• Extracted information
--
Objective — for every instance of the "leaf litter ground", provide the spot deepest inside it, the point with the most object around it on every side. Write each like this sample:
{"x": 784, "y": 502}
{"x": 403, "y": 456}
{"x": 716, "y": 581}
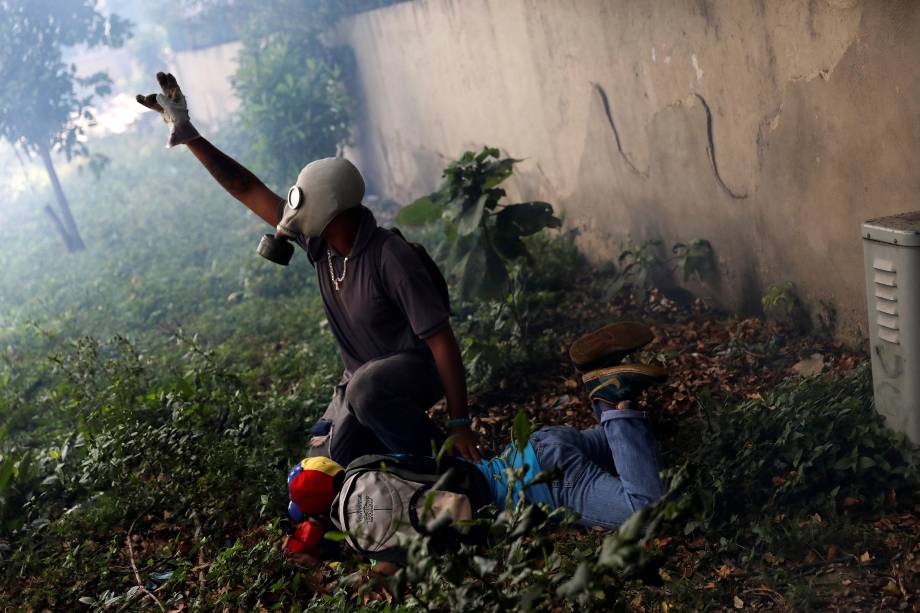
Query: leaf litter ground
{"x": 873, "y": 564}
--
• Goal of the exercise
The records above must all be output exactly. Omit the images.

• Answer below
Objective — for every instance of the "leaf litter ground", provide the spot deepest inside it, the point with the most object around it on every side. Write each like this sample:
{"x": 784, "y": 502}
{"x": 403, "y": 456}
{"x": 716, "y": 581}
Query: leaf litter ground
{"x": 873, "y": 564}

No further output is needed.